━━ ARTICLE ━━

# Timber for scroll saws



## Chippygeoff (17 Oct 2011)

Hi Guys and Girls.

I am counting the days now to when I get my scroll saw and as the days fly past my thoughts turn more and more towards timber and I am sure that most of you have come up against the same problem. Being scrollers you will use a variety of timbers in a variety of thicknesses and the way I look at the situation we would like to have a couple of shelves stacked with lovely hardwoods that are planed on both sides and already to go. Being an ex-chippy and a keen wood turner I have a pile of tools including a band saw and several hand planes and initially I suppose I will do what I can with the various hardwoods that I have but surely there are places out there where we can buy hardwoods that are prepared for scroll sawing. At some point I will buy a thicknesser so I can prepare all my own timber.

I am thinking of wood for children's names along with some intarsia. I had a walk round B and Q today and looked at the laminate flooring, they had a lovely American cherry there on special offer at £10 a pack. I know it is a veneer on top of 1/4 MDF but is this suitable for certain types of scroll work, obviously you can get this flooring in every shade and tree type you can think of. If any of you do use this do you stain the sides so it all looks the same. I often read post where things are made from ply and while I was in B and Q I noticed they do 1/8th and 1/4 ply but it looked so uninteresting so if you use plywood how do you make it presentable when you have made something. I look forward to hearing your comments.

━━━

→ **LIST OF TASKS**:
1. Answer these questions about the scroll saw timber post:
(a) Which power tool does the writer already own?
(b) What was the price of the American cherry laminate flooring at B and Q?
(c) Which thicknesses of ply did the writer see at B and Q?
2. Can you pull the passage out of the scroll saw timber post word for word, starting at the words "## Chippygeoff (17" and ending after "my own timber."?
3. How would the scroll saw timber post go on? Write what comes next, beginning after its last sentence.
The data after this point isn't needed for any of the work here.

━━ DATA SHOWN ━━

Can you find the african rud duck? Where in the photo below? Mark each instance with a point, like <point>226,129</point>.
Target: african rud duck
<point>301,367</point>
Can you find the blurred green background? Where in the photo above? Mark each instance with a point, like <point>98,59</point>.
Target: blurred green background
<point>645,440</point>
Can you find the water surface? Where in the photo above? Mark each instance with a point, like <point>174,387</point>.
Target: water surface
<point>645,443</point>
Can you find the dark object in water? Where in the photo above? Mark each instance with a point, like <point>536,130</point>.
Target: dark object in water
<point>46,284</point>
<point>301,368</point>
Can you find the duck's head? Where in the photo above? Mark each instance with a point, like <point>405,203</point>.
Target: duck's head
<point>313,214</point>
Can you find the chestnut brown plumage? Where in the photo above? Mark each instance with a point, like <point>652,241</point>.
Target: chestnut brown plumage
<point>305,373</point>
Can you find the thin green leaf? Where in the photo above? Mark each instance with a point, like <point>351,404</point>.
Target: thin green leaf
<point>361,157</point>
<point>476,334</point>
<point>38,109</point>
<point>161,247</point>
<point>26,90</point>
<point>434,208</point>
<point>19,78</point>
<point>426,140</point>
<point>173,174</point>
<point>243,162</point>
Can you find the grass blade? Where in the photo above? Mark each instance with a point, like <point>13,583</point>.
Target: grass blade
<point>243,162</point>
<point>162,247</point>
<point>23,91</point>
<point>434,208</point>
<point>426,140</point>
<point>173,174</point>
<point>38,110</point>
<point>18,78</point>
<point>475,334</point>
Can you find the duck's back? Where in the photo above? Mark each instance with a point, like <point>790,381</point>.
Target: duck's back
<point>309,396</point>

━━━
━━ DATA SHOWN ━━

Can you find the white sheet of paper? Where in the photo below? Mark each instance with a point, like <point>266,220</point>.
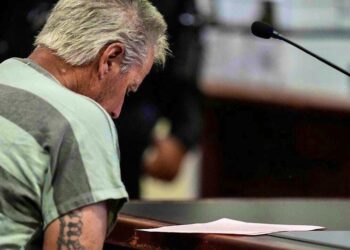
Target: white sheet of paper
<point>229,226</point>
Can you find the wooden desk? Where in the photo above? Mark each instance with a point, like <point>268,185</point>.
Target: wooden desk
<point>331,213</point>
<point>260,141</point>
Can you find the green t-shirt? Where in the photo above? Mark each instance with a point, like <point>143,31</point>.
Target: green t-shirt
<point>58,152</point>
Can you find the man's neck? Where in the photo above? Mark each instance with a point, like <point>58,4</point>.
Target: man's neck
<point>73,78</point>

━━━

→ **EXPECTED RESULTS**:
1.
(a) A band saw.
(b) £10 a pack.
(c) 1/8th and 1/4.

2.
## Chippygeoff (17 Oct 2011)

Hi Guys and Girls.

I am counting the days now to when I get my scroll saw and as the days fly past my thoughts turn more and more towards timber and I am sure that most of you have come up against the same problem. Being scrollers you will use a variety of timbers in a variety of thicknesses and the way I look at the situation we would like to have a couple of shelves stacked with lovely hardwoods that are planed on both sides and already to go. Being an ex-chippy and a keen wood turner I have a pile of tools including a band saw and several hand planes and initially I suppose I will do what I can with the various hardwoods that I have but surely there are places out there where we can buy hardwoods that are prepared for scroll sawing. At some point I will buy a thicknesser so I can prepare all my own timber.

3.
Geoff.


----------



## Blister (17 Oct 2011)

A good place to start is with 1/4" Birch ply 

Make sure it is Birch ply and not Birch faced ply 

Most decent timber suppliers will offer a cutting service so a sheet can be cut to manageable size stock


----------



## stevebuk (17 Oct 2011)

it depends on what you want to do Geoff, if its cut names that stand up themselves then you need something with a more substantial thickness than MDf or plywood. You could use pine if you want to paint it, i use piranha pine for some of my stuff, not many knots and harder than normal pine. I also use loads of offcuts of maple, ash, mahogany and oak for names ect.

I have emailed you anyway, so if you need more help, just ask..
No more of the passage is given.